* **DIRECTIONS**:
Could you return the data below exactly as it appears?

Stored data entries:
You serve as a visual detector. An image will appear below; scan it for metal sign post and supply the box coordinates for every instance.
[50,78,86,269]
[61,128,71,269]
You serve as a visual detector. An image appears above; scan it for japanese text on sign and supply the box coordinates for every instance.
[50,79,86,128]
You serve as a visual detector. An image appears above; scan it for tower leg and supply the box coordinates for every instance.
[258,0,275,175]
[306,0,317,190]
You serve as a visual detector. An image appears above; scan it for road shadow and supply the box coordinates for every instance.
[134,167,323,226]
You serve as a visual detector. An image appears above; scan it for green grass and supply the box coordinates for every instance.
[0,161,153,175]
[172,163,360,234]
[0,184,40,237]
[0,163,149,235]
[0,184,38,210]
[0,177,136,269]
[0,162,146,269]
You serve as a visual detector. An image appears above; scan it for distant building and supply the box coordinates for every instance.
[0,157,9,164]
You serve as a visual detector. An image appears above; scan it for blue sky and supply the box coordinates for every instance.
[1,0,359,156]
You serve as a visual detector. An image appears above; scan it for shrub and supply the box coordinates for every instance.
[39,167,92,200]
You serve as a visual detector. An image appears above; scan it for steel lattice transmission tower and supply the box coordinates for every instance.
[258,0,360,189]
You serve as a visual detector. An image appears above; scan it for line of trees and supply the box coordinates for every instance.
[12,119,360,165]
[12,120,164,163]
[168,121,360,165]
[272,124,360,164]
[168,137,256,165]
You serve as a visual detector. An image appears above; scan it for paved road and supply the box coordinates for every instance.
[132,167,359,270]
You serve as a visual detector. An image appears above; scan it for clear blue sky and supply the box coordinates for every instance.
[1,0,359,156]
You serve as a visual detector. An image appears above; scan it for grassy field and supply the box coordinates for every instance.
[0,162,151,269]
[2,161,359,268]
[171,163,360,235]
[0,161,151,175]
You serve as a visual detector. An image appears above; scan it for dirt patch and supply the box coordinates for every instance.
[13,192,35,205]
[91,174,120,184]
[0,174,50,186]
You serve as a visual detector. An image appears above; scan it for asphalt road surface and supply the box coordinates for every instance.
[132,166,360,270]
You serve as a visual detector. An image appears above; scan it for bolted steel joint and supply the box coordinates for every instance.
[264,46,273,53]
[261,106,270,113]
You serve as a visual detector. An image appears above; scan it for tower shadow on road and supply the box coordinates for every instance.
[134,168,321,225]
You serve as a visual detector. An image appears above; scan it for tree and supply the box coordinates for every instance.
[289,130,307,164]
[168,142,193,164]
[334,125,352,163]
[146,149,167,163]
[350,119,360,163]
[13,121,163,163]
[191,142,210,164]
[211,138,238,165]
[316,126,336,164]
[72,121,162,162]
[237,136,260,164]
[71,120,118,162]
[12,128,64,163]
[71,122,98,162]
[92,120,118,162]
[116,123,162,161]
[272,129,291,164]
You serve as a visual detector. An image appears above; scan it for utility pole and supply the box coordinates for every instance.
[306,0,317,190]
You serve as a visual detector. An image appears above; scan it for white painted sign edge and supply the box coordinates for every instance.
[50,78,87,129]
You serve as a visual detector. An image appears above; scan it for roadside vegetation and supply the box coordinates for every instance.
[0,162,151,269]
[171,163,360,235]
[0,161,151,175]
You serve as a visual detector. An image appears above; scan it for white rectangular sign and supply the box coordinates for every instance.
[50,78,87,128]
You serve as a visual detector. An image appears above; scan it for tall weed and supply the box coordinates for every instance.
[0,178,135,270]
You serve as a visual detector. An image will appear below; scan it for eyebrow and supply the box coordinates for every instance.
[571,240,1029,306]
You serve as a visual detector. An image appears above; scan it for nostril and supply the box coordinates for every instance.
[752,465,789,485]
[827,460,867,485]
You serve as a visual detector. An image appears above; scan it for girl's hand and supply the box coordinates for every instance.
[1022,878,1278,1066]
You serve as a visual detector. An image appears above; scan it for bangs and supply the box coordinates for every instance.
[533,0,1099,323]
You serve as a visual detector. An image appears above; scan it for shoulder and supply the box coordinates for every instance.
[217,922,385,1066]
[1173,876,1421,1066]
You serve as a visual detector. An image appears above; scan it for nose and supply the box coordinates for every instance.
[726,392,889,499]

* **ANSWER**:
You serve as a visual detector. An image will appear below; scan it for metal sign post and supply the box coordinates for every instance.
[50,78,86,269]
[61,128,71,269]
You serve as a visual detector. An image appears above; scan it for japanese text on sign and supply the box coordinates for every instance.
[50,79,86,128]
You serve as a visual detector. An image appears above; scan it for tower leg and supply the box coordinates for every instance.
[258,0,275,175]
[306,0,317,190]
You serve as a visual detector. An image appears above; scan it for road shadow and supply the box coordinates for every instance.
[134,167,323,226]
You serve as a visual detector. An image appears above; scan it for green grass and supply the box coordinates for every instance.
[0,161,153,175]
[172,163,360,234]
[0,184,40,237]
[0,163,149,235]
[0,184,38,210]
[0,177,136,269]
[0,162,146,269]
You serve as a visual detector. An image appears above; scan it for distant building and supply the box coordinates for every instance.
[0,157,9,164]
You serve as a visual detector. An image appears above; scan it for blue sky and supply the box coordinates for every instance.
[1,0,359,156]
You serve as a visual detector. An image appears above; scan it for shrub and supply the box coordinates for every instance.
[39,167,92,200]
You serve as a visual detector. An image appears above; scan it for steel lattice transmission tower and supply the box coordinates for every instance.
[258,0,360,189]
You serve as a visual detector. An image appears above; scan it for line of trees and supply the box coordinates for every instance.
[12,119,360,165]
[12,120,164,163]
[168,121,360,165]
[272,124,360,164]
[168,137,256,165]
You serve as a visual detector. An image appears above; scan it for paved road and supply the box coordinates for every instance.
[132,167,359,270]
You serve as a visual detector. An image appears above; scan it for clear blue sky and supply the box coordinates for every instance.
[1,0,359,156]
You serve as a visual detector. An image appears above; scan it for grassy field and supply the box coordinates for every instance.
[0,162,151,269]
[2,161,359,268]
[171,163,360,235]
[0,161,151,175]
You serve as a visual detector. An image appears above; scan it for dirt patch and supply the box coordinates for every instance.
[13,192,35,205]
[91,174,120,184]
[0,174,50,186]
You serve as a visual detector. An image appears above; scan it for asphalt road surface and supply the box coordinates for every instance.
[132,166,360,270]
You serve as a visual detector. An image appears above; scan it for bolted steel joint and supply the box coordinates for every instance.
[264,46,273,53]
[261,106,270,113]
You serve as a visual detector. An image appears above; scan it for tower shadow on road and supply the box coordinates for every instance.
[134,168,321,225]
You serve as a visual detector. An image appears above; scan it for tree and supply the box coordinates for every instance.
[289,130,307,164]
[168,142,193,164]
[334,125,352,163]
[146,149,167,163]
[350,119,360,163]
[13,121,163,163]
[191,142,210,164]
[211,138,238,165]
[316,126,336,164]
[72,121,162,162]
[237,136,260,164]
[71,120,118,162]
[12,128,64,163]
[71,122,98,162]
[92,120,118,162]
[116,123,162,161]
[272,129,291,164]
You serve as a visual detector. An image appears above; scan it for utility pole and supply the box coordinates for every instance.
[306,0,317,190]
You serve as a visual detector. An image appears above; scan it for white painted sign edge and supply the box coordinates for every instance.
[50,78,87,129]
You serve as a visual detector. An image appears above; scan it for roadside vegetation and supply the box coordinates for every instance.
[0,162,151,269]
[171,163,360,235]
[0,161,151,175]
You serve as a visual detector. An image appears above; scan it for white rectangular sign and supply the box coordinates for every instance.
[50,78,87,128]
You serve as a visual detector. An image appears above; scan it for tall weed and supply the box coordinates for every instance.
[0,178,135,270]
You serve as a visual detector. An image will appear below; scan it for eyebrow and supply the box coordinates for every instance.
[571,240,1029,306]
You serve as a visual detector. An image appears above; scan it for nostril and supply the box coordinates for every instance.
[752,465,789,485]
[827,460,867,485]
You serve as a visual detector. An image appears above; scan it for girl's hand and supply the box coordinates for every instance.
[1022,878,1278,1066]
You serve as a visual detector. An image appears above; scan it for bangs and supply the box coordinates for every instance.
[533,0,1099,323]
You serve as a visual detector. An image appears above; scan it for shoulder and supply the box coordinates for every instance.
[217,922,385,1066]
[1173,876,1421,1066]
You serve as a visual detector. An image appears above; scan it for nose and supply the box coordinates for every instance.
[726,392,889,499]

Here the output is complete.